→ QUESTIONS TO ANSWER
#1 Copy, word for word, the part of the article about Sonoma Hills Farm that opens with the words containing "Every box of" and closes with "Hills in February.".
#2 Continue the article about Sonoma Hills Farm from the point where it stops.

→ TEXT SHOWN
★ ★ ★ ★ ★

A once-controversial Petaluma farm known mostly for its cannabis program is stoking a different kind of high these days, doling out pounds upon pounds of free produce to Bay Area chefs.
Gardeners at the Sonoma Hills Farm planted a 3-acre produce garden earlier this summer and have started sharing tomatoes, lettuces, beets, kohlrabi, and other vegetables with chefs in San Francisco and Napa and Sonoma counties.
Dubbed Chefs’ Ranch, the program aims to help chefs and restaurateurs get through financial hardships caused by the coronavirus pandemic.
Every box of goodies is totally free.
Head farmer Aaron Keefer said the program is both an effort to give back to the industry and to introduce Sonoma Hills as a viable source of fresh produce from the North Bay.
“In times like this we have to come together as a community,” said Keefer, whose title technically is vice president of cultivation and production. “We’ve got the food. They’ve got the need. If we can provide a boost to local restaurants by giving them our produce, all of us win.”
If anybody understands how to grow produce, it’s Keefer; he ran the culinary garden at The French Laundry in Yountville for 10 years before taking over at Sonoma Hills in February.
Keefer was hired because of his vision for cannabis—as he described it then, his goal was to “source the best genetics and consistently create the best cannabis.” In addition, Keefer hoped to create a 1-acre produce garden to serve local chefs who could subscribe for regular deliveries.
Then the pandemic changed everything. During initial shelter-in-place orders, Keefer heard horror stories about restaurateurs losing money on take-out and struggling to make ends meet. In recent weeks, he read statistics predicting 85 percent of all restaurants in the region could close permanently because of the pandemic.

★ ★ ★ ★ ★

→ EXCERPTED RECORDS
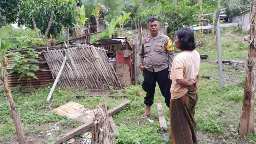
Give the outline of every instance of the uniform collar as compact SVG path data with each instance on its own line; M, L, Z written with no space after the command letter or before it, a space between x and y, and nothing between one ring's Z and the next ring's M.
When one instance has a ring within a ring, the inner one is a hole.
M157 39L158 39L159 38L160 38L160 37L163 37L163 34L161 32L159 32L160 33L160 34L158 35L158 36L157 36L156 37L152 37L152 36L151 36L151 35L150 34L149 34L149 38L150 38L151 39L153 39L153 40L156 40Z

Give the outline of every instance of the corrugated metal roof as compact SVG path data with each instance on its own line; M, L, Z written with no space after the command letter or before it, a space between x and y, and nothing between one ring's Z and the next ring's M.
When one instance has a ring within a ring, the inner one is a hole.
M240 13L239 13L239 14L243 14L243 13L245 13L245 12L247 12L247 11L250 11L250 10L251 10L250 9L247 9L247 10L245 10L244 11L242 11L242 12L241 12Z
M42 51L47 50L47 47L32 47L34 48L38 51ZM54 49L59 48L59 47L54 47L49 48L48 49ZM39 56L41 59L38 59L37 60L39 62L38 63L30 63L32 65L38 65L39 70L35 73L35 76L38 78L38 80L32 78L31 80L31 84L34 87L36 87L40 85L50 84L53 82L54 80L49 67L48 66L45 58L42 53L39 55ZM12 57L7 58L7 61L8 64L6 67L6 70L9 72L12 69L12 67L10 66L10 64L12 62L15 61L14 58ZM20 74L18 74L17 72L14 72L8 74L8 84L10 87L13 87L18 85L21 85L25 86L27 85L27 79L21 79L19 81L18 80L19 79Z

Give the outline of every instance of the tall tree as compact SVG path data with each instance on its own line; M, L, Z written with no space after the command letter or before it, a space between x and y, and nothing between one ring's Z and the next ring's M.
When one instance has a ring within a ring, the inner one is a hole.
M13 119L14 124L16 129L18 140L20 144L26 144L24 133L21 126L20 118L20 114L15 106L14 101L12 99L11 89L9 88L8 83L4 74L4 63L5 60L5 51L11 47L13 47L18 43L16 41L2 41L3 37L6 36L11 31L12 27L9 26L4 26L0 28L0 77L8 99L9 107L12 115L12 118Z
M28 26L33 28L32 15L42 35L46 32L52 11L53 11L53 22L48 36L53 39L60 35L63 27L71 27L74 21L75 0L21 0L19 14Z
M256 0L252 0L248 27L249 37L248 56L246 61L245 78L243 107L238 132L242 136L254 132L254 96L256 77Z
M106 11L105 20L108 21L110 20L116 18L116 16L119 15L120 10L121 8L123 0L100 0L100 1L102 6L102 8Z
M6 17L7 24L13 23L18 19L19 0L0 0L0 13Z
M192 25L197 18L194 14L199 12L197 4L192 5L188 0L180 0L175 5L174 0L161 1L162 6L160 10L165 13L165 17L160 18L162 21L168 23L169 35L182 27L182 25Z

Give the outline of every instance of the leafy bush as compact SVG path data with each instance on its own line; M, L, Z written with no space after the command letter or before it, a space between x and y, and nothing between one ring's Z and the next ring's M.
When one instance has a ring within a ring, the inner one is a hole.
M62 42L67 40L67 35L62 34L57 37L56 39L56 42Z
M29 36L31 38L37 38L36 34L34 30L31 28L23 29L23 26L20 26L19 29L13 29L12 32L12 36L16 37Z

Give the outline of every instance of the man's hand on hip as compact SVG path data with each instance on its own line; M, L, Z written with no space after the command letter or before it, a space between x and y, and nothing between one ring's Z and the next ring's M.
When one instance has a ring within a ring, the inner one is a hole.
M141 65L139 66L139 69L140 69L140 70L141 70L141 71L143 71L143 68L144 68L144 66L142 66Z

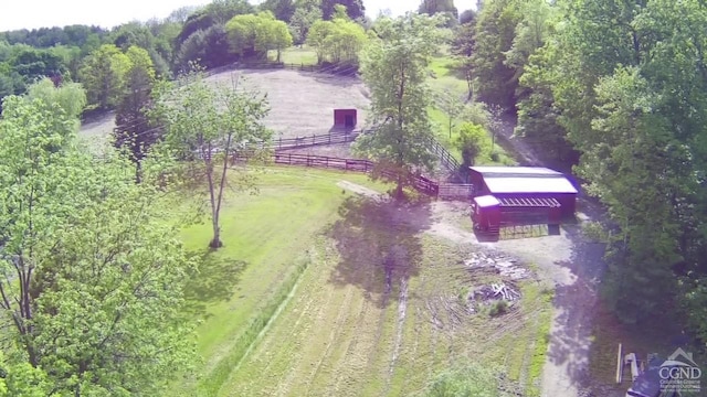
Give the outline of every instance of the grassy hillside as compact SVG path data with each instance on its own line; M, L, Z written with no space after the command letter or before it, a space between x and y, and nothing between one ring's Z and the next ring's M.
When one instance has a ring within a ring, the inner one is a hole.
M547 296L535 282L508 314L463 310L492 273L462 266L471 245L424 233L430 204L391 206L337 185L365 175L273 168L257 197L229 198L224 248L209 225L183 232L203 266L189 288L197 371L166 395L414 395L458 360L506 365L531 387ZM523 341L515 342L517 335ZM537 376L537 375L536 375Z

★ ★ ★ ★ ★

→ SOLVED TASKS
#1
Every box of goodies is totally free.
Head farmer Aaron Keefer said the program is both an effort to give back to the industry and to introduce Sonoma Hills as a viable source of fresh produce from the North Bay.
“In times like this we have to come together as a community,” said Keefer, whose title technically is vice president of cultivation and production. “We’ve got the food. They’ve got the need. If we can provide a boost to local restaurants by giving them our produce, all of us win.”
If anybody understands how to grow produce, it’s Keefer; he ran the culinary garden at The French Laundry in Yountville for 10 years before taking over at Sonoma Hills in February.

#2
Suddenly, it hit him: He had to help.
So Keefer and his staff of three got to work. They expanded the garden to 3 acres. They planted dozens of different types of potatoes, squash, corn, and other veggies.
By early July, their “quarantine garden” started producing in abundance. The farm began packing boxes for a select group of chef friends. Keefer himself engineered most of these deliveries, driving his personal pickup truck to restaurants all over the region. As the program became more formalized, Sonoma Hills invested in specific stickers for the boxes. These decals, a modern take on the victory garden posters of WWI and WWII, depict lady liberty as a female farmer, wearing a face covering.
Chefs certainly have been appreciative of the bounty.
Katina Connaughton, co-owner of Single Thread restaurant in Healdsburg, said she has been incorporating some of the lettuces and tomatoes into dishes the restaurant is donating to Sonoma Family Meal, a local nonprofit that gives free meals to residents in need.
Earlier this month, Connaughton said Single Thread was donating between 200 and 400 meals a day.
“We’ve created this wonderful outlet for surplus in our community and they have a surplus, so we are delighted to be able to incorporate the beautiful produce they’ve been giving us,” said Katina, who oversees operations at Single Thread’s farm in a hidden valley north of Fitch Mountain. “Having them be part of the community is a valuable addition.”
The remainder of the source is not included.